Please find every line in the listing below that contains the word "query" and copy each of those lines.

[Excerpts from a detection dataset]
— BEGIN —

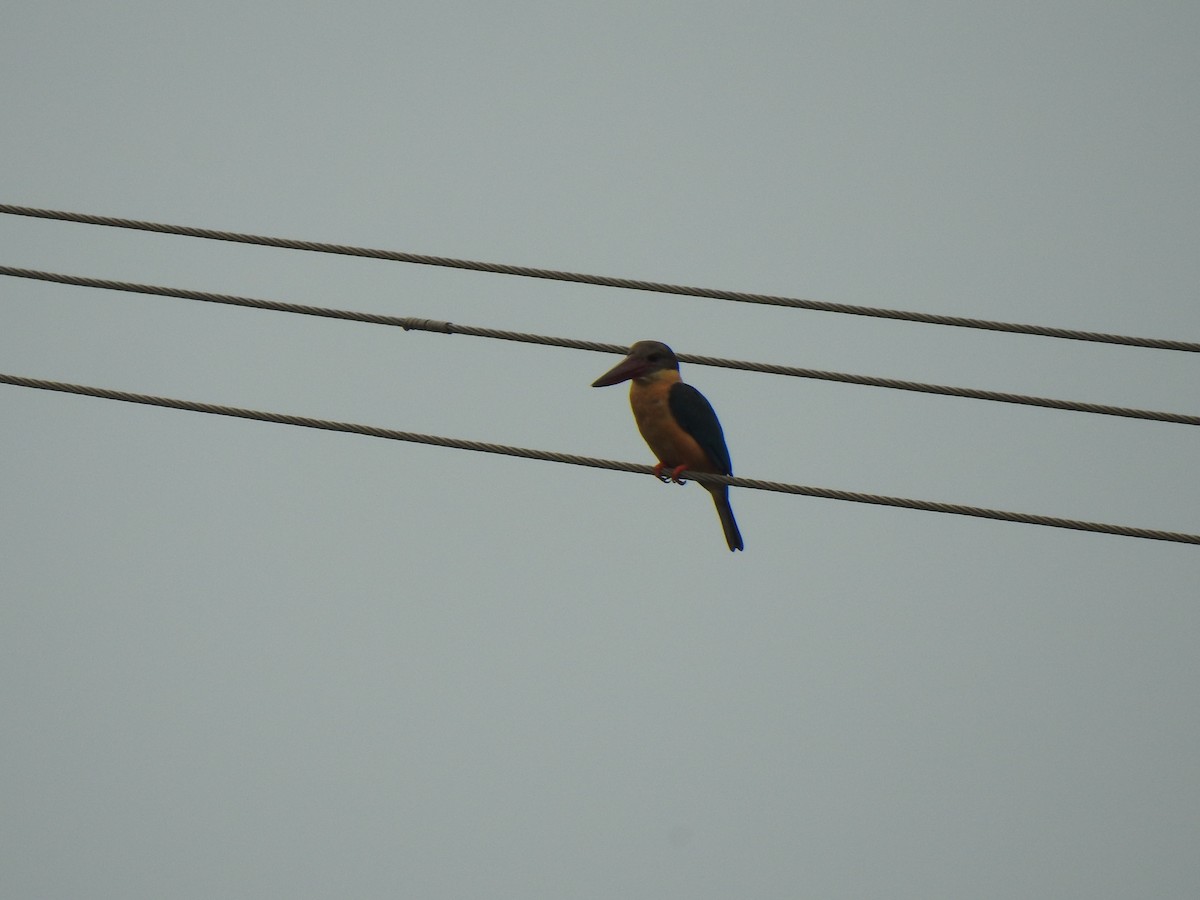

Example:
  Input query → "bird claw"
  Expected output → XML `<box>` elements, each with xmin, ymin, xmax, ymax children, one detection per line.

<box><xmin>654</xmin><ymin>462</ymin><xmax>688</xmax><ymax>485</ymax></box>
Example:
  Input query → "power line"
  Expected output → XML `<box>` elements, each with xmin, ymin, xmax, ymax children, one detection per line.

<box><xmin>0</xmin><ymin>203</ymin><xmax>1200</xmax><ymax>353</ymax></box>
<box><xmin>0</xmin><ymin>373</ymin><xmax>1200</xmax><ymax>544</ymax></box>
<box><xmin>0</xmin><ymin>265</ymin><xmax>1200</xmax><ymax>425</ymax></box>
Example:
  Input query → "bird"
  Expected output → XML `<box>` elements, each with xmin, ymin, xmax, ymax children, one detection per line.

<box><xmin>592</xmin><ymin>341</ymin><xmax>745</xmax><ymax>551</ymax></box>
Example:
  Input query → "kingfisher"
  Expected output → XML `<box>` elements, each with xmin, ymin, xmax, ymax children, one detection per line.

<box><xmin>592</xmin><ymin>341</ymin><xmax>744</xmax><ymax>550</ymax></box>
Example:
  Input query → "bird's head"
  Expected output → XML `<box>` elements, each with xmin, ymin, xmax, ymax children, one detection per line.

<box><xmin>592</xmin><ymin>341</ymin><xmax>679</xmax><ymax>388</ymax></box>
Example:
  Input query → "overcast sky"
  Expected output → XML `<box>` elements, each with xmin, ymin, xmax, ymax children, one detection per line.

<box><xmin>0</xmin><ymin>0</ymin><xmax>1200</xmax><ymax>900</ymax></box>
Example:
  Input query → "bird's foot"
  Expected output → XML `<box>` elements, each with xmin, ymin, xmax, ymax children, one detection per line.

<box><xmin>654</xmin><ymin>462</ymin><xmax>688</xmax><ymax>485</ymax></box>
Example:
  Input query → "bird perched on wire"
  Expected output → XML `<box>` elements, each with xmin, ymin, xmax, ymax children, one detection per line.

<box><xmin>592</xmin><ymin>341</ymin><xmax>744</xmax><ymax>550</ymax></box>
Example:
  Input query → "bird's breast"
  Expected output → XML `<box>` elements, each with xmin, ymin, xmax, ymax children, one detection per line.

<box><xmin>629</xmin><ymin>379</ymin><xmax>713</xmax><ymax>472</ymax></box>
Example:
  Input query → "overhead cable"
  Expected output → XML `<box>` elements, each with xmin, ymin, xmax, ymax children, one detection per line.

<box><xmin>0</xmin><ymin>265</ymin><xmax>1200</xmax><ymax>425</ymax></box>
<box><xmin>0</xmin><ymin>373</ymin><xmax>1200</xmax><ymax>545</ymax></box>
<box><xmin>0</xmin><ymin>203</ymin><xmax>1200</xmax><ymax>353</ymax></box>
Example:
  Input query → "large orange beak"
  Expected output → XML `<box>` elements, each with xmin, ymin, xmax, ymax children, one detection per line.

<box><xmin>592</xmin><ymin>356</ymin><xmax>650</xmax><ymax>388</ymax></box>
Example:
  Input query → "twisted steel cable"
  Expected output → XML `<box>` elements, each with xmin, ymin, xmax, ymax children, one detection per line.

— END —

Worked answer:
  Input query → "bird claw"
  Input query → "power line"
  Input query → "bird"
  Input query → "kingfisher"
  Input query → "bird's head"
  Input query → "overcast sky"
  Input query → "bird's foot"
  Input query → "bird perched on wire"
  Input query → "bird's breast"
  Input query → "overhead cable"
  Input query → "large orange beak"
  Input query → "twisted steel cable"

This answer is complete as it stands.